_Extract provided:_

If You Are an Eritrean…
The following was written on July 18, 2013 by “Haile” at awate forum in response to “Asmara”, an archetypal government supporter. It is being posted here because of your requests. It is one of the greatest take downs of the PFDJ talking points. The PFDJ defenders have somehow convinced themselves that they are the only ones who have family members in Eritrea that they talk to. They have convinced themselves that we, in the opposition, don’t have family members that we talk to every day. Family members who tell us what is going. They have convinced themselves (or they would like to fool themselves) that everyone who visits Eritrea is a supporter of the government. What makes Haile’s takedown so effective is because it is fact-based, spontaneous, and written from the perspective of the ordinary Eritrean who has been muzzled.
Your disapproval of the nature of the current opposition shouldn’t be reason enough for you to support a regime that is dead beat and has no chance in hell of making it out alive.
The majority of Eritreans are opposition to the regime and their grievances as well as fundamental interests are not reflected by the current vocal opposition organizations. So, try to deal with the Eritrean situation vis-a-vis the dismal regime. You are not obliged to analyze matters through the lens of your judgement as regards the integrity and character of the groups you have issues with.
The Ethiopia Eritrea border issue is legally settled and all there is to it is for Ethiopia to leave occupied territories for resumption of normal relationship.
The Eritrean regime will not survive very long after that as it is rejected beyond redemption by Eritreans and the world.
If you are an Eritrean farmer commenting from the fields around Hazemo, I need to remind you that there is a proclamation prohibiting you from selling your produce in the market.
If you are an Eritrean business entrepreneur commenting from the side cafes of Asmara, I need to remind you that there is a proclamation prohibiting you from possessing foreign currency, obtaining business license or importing and exporting goods.
If you are an Eritrean academic commenting from one of the Technical collages, you need to be aware that the government has removed your ability to work in collaboration with other Universities around the world independently.
If you are an Eritrean high school student commenting from your school library in Asmara, I need to remind you that you shouldn’t think of your university courses because you will be told what to study for a qualification that has no international recognition.
If you are an Eritrean Fisher man commenting from the coastal regions of Eritrea, I need to remind you that there is a proclamation that requires you to hand over your catch to the government and not attempt to sell it in the market.
If you are a driver in Eritrea, you need to be reminded that you can only purchase fuel from contraband vendors.
If you are a patient in Eritrea and commenting from a hospital, be aware that your family may be required to purchase contraband fuel for the hospital generator to perform your urgently needed operations.
If you are a family person in Eritrea, be aware that you have safe place to store a government issued gun in your home, else the kids may shoot each other thinking it is safe to do.
If you are a medical doctor in Eritrea, make sure you know that you have wardia (night patrol) duty armed with Kalashnikov. So organize your research times.
If you are national service discharge in Eritrea, make sure to report to your local zoba mimhdar, to pick up a gun and do duties of guarding banks and other government offices.
If you are a young Eritrean thinking of traveling abroad, there is a proclamation prohibiting you from doing so. Try your luck…you know where.
Ration food, intermittent electricity, little or no water supply, no right to seek employment or be self employed….
Refugee camps, human trafficking, high seas tragedy. You name it.
Asmara, you think the regime will be fixed and things will be better. I beg to differ.

_Record extracts:_
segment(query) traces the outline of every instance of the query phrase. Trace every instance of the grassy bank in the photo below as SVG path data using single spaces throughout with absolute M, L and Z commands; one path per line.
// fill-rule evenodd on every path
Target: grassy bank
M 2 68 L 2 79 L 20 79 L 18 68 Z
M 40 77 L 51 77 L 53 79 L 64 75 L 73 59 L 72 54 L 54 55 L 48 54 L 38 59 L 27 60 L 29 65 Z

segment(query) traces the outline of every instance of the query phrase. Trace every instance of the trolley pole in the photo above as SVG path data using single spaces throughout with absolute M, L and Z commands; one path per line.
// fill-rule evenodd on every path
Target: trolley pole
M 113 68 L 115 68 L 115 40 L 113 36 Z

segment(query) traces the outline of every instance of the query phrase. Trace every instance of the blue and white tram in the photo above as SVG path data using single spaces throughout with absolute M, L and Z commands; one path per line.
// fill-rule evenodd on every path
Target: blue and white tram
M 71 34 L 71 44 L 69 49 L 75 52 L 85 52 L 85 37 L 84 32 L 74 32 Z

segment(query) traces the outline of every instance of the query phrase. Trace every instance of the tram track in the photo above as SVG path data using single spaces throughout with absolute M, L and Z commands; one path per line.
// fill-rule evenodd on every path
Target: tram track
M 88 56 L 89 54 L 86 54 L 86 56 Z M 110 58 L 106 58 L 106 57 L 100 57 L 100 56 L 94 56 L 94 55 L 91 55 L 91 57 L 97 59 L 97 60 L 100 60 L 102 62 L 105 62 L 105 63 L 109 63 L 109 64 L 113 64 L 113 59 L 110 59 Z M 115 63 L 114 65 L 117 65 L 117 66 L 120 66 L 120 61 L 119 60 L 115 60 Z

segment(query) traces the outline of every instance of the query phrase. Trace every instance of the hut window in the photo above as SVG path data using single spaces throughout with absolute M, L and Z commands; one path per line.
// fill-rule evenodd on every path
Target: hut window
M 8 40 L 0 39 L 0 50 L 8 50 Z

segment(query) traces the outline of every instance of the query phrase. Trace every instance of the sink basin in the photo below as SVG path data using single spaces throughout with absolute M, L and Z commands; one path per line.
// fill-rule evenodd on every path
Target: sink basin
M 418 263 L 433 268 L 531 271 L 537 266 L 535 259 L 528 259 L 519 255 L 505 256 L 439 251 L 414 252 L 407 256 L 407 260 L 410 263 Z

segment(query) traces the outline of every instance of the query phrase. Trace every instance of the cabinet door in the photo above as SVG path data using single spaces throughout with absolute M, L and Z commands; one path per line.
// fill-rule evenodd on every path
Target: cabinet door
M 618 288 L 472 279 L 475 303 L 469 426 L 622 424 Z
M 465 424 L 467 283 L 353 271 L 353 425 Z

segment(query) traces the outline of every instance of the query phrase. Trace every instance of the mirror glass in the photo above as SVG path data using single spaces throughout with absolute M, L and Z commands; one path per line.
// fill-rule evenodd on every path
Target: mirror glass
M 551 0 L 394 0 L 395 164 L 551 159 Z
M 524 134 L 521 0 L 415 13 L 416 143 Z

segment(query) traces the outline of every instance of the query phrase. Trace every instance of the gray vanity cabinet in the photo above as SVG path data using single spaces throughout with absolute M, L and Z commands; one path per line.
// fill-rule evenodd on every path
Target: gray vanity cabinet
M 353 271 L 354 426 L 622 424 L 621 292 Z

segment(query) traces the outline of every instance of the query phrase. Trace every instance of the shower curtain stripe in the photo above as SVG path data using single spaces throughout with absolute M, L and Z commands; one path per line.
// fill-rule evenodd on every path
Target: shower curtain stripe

_The task:_ Please list every proclamation that the Eritrea post mentions, and give who it applies to and what it prohibits or requires.

_Output:_
- Eritrean farmers: prohibited from selling their produce in the market.
- Eritrean business entrepreneurs: prohibited from possessing foreign currency, obtaining a business license, or importing and exporting goods.
- Eritrean fishermen: required to hand over their catch to the government and not attempt to sell it in the market.
- Young Eritreans: prohibited from traveling abroad.